Entries shown:
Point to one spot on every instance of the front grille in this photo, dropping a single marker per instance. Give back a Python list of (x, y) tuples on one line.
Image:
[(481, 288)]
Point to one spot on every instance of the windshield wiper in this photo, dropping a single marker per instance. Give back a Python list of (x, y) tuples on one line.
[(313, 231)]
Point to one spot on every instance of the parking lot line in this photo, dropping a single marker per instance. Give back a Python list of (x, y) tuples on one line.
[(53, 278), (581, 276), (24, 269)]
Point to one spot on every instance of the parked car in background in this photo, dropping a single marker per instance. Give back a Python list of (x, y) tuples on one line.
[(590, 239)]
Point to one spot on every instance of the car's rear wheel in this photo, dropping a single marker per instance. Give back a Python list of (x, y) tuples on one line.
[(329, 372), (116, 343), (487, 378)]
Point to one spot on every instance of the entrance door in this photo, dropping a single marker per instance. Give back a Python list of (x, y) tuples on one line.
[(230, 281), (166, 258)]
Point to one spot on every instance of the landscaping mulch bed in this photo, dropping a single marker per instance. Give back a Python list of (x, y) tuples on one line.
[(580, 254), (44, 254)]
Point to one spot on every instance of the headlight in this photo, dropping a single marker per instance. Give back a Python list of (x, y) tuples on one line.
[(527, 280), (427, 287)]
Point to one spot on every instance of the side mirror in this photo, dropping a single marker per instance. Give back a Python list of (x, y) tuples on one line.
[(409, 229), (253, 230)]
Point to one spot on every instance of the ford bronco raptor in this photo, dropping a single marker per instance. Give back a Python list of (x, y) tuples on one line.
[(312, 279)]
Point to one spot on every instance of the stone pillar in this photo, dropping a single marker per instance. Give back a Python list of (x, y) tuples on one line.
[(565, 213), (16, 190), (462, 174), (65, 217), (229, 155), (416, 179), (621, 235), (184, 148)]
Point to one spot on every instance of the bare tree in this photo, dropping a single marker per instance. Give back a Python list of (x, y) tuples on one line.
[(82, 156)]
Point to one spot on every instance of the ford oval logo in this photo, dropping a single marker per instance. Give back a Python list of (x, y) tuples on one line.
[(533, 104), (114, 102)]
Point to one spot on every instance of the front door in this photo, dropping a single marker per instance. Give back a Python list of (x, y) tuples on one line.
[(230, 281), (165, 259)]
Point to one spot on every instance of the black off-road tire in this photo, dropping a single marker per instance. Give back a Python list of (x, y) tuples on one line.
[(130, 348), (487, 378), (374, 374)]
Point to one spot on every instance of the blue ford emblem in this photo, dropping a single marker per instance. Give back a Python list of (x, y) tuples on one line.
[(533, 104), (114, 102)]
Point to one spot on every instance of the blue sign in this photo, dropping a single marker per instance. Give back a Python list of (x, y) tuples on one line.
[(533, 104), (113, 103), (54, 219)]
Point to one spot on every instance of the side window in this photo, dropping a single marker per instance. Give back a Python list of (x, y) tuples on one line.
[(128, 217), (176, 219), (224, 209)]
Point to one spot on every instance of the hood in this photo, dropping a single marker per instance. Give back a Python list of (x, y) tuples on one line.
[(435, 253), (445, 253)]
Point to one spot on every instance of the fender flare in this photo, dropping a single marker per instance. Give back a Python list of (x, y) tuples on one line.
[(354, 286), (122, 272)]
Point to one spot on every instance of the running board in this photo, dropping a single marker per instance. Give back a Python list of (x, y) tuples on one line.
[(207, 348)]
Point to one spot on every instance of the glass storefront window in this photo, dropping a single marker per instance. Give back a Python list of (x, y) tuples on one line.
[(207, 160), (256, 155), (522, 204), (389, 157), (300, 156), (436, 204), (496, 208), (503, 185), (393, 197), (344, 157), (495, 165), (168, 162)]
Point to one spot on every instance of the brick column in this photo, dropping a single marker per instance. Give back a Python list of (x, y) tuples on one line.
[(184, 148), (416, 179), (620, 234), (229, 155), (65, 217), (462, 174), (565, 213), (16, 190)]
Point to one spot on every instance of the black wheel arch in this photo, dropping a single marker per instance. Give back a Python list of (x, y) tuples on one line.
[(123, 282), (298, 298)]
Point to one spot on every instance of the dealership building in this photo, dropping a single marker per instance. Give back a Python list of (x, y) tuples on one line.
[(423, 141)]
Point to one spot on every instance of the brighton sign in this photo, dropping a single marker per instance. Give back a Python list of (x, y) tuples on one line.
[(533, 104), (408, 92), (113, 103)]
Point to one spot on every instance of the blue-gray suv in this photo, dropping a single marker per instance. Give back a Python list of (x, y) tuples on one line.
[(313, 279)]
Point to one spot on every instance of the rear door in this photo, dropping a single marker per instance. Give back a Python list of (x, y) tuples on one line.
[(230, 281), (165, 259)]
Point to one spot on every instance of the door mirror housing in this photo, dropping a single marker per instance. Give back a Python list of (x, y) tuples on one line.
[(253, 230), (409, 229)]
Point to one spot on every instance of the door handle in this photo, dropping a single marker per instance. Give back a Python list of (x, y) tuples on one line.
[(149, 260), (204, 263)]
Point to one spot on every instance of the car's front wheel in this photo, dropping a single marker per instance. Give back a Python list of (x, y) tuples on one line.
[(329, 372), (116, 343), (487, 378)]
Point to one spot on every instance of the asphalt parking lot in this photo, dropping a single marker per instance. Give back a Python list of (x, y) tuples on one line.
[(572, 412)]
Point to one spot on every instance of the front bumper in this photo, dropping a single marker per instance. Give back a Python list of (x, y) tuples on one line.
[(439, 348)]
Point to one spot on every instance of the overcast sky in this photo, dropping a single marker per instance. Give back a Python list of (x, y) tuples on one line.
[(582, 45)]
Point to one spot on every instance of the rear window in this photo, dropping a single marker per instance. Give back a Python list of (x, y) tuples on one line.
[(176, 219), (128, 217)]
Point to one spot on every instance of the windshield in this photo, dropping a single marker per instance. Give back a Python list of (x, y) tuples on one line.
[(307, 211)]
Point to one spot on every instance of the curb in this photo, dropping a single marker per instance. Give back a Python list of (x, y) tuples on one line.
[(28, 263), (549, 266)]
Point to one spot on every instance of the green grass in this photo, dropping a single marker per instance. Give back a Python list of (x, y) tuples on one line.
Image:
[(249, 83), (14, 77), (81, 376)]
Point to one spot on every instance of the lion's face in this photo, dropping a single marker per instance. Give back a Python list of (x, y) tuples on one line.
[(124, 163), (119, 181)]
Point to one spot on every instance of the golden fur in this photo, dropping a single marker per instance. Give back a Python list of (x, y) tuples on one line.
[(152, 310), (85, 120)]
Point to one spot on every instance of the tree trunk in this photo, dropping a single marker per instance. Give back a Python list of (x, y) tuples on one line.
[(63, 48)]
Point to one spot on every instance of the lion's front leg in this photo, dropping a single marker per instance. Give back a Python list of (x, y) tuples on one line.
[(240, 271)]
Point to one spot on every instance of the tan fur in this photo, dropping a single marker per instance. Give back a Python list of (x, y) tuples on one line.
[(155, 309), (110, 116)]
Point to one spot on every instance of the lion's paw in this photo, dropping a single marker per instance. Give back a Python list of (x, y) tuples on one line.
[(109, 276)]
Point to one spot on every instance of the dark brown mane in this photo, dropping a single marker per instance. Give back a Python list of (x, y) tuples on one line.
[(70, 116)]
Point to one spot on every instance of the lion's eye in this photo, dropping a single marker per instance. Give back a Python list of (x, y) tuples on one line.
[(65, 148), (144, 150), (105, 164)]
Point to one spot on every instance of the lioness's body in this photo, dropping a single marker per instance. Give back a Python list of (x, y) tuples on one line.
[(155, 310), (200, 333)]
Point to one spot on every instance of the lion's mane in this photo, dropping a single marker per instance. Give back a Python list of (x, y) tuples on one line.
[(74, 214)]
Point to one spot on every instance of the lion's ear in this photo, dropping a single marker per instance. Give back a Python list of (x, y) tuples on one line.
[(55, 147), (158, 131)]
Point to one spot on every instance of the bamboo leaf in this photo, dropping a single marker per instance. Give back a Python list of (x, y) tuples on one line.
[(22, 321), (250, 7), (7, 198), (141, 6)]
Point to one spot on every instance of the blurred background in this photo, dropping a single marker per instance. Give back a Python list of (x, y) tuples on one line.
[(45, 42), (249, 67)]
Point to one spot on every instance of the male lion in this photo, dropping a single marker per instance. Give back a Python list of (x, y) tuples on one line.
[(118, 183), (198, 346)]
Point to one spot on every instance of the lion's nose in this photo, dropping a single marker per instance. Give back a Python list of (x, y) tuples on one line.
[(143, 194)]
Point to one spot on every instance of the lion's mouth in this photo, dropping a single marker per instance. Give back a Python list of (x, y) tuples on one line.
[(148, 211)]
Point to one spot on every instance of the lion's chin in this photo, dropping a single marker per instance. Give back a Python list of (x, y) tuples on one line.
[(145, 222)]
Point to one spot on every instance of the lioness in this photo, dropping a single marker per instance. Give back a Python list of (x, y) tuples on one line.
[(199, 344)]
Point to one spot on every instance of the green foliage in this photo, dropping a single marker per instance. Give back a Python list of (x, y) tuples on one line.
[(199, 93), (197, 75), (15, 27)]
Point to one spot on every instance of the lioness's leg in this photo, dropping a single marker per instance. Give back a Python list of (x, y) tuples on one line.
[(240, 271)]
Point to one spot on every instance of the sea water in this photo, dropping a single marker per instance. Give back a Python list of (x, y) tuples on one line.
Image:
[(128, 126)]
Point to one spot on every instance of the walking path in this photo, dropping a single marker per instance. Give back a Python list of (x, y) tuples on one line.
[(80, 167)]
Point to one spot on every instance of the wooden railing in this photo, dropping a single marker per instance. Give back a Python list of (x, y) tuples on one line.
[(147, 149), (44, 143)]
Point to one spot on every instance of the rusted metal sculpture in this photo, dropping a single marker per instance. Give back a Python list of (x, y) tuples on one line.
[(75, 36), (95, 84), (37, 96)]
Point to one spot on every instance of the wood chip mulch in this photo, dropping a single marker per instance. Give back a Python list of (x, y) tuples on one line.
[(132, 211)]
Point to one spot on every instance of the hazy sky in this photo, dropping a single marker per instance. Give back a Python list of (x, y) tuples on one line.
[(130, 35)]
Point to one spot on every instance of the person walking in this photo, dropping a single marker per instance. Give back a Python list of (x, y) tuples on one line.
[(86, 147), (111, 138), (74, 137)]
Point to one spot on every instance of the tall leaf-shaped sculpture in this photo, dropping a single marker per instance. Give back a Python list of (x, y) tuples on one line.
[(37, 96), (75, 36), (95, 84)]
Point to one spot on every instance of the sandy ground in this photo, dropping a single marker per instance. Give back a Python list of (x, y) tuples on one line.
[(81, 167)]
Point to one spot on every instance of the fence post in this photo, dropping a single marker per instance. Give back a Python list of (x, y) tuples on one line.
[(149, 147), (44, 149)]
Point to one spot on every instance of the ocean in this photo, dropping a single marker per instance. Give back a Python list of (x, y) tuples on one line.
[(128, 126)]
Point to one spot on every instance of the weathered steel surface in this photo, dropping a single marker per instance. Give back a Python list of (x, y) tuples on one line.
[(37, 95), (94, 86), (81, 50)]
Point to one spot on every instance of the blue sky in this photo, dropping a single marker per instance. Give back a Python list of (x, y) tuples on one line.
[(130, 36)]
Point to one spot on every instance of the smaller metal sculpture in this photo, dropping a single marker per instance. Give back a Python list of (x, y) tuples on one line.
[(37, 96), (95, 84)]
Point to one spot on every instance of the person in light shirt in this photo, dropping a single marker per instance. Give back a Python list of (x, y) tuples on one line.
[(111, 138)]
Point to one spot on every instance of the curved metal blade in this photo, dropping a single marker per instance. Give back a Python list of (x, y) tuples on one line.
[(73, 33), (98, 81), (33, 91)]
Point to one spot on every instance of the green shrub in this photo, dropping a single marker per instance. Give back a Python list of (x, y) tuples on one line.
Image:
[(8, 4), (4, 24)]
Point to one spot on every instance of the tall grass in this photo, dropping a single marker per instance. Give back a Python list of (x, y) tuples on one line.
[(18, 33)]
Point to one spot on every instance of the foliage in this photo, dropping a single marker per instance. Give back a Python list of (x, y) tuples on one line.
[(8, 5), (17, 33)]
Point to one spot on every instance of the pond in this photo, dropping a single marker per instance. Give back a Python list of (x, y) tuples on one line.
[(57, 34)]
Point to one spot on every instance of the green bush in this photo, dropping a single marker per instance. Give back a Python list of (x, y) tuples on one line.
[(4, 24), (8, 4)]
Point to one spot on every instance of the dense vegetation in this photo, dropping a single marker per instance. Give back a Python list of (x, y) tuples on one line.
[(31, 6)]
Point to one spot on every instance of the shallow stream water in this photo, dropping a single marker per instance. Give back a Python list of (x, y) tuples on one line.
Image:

Challenge: Copy the lines from the one containing "Point to one spot on every instance of the lion's face" through the one containing "[(124, 163), (119, 181)]", putting "tiger's face" in place of "lion's face" and leaving everything else as it is. Give only those lines.

Answer to this problem:
Point to one spot on every instance of the tiger's face in this photo, dropping a single marker per instance. Give back a Python list of (x, y) tuples on one line.
[(124, 163), (119, 181)]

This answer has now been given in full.